_What is being asked_: Put every line of the records below into a Markdown table with two columns, Row and Line, numbering the rows and skipping blank lines. Leave the pictures out of your answer.

:: Data to use

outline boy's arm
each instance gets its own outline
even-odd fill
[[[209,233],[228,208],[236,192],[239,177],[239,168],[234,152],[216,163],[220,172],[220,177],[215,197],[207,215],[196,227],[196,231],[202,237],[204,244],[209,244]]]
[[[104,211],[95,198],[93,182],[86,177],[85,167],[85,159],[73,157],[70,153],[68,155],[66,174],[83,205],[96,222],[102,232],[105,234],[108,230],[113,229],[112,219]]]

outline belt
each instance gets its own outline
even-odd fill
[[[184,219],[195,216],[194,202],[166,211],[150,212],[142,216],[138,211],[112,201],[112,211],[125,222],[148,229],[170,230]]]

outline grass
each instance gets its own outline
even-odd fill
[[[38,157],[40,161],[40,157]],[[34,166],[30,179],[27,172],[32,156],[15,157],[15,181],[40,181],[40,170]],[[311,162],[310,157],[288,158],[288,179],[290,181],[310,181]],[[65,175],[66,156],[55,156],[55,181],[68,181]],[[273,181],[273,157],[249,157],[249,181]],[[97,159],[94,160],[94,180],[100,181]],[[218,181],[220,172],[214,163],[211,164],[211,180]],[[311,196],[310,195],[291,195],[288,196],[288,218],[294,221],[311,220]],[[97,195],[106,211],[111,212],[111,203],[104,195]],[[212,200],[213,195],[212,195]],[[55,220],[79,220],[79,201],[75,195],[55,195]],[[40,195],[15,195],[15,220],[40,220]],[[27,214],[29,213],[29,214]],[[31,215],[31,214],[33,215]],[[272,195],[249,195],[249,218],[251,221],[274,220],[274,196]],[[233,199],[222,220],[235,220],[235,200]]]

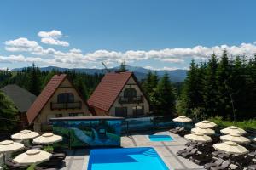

::::

_Exercise result_:
| Row | Line |
|---|---|
| 1 | outline boy's arm |
| 2 | each instance gets its own outline |
| 3 | even-odd fill |
| 4 | [[[209,233],[228,208],[236,192],[239,177],[239,168],[234,152],[216,163],[220,172],[220,177],[215,197],[207,215],[196,227],[196,231],[202,237],[204,244],[209,244]]] |
| 5 | [[[104,211],[95,198],[93,182],[86,177],[85,167],[85,159],[73,157],[70,153],[68,155],[66,174],[83,205],[96,222],[102,232],[105,234],[108,230],[113,229],[112,219]]] |
| 6 | outline belt |
| 7 | each instance gets its own outline |
| 8 | even-odd fill |
| 9 | [[[184,219],[195,216],[194,202],[166,211],[150,212],[142,216],[138,211],[112,201],[112,211],[125,222],[148,229],[170,230]]] |
| 10 | outline grass |
| 11 | each instance gets its own outline |
| 12 | even-odd fill |
| 13 | [[[38,157],[40,161],[40,157]],[[34,166],[30,179],[27,172],[32,156],[15,157],[15,181],[40,181],[40,170]],[[311,162],[310,157],[288,158],[288,179],[290,181],[310,181]],[[65,175],[66,156],[55,156],[55,181],[68,181]],[[273,181],[273,157],[249,157],[249,181]],[[97,159],[94,160],[94,180],[100,181]],[[218,181],[220,172],[214,163],[211,164],[211,180]],[[311,196],[310,195],[291,195],[288,196],[288,218],[294,221],[311,220]],[[97,195],[106,211],[111,212],[111,203],[104,195]],[[212,200],[213,195],[212,195]],[[55,220],[79,220],[79,201],[75,195],[55,195]],[[40,195],[15,195],[15,220],[40,220]],[[27,214],[29,213],[29,214]],[[31,215],[31,214],[33,215]],[[272,195],[249,195],[249,218],[251,221],[274,220],[274,196]],[[233,199],[222,220],[235,220],[235,200]]] |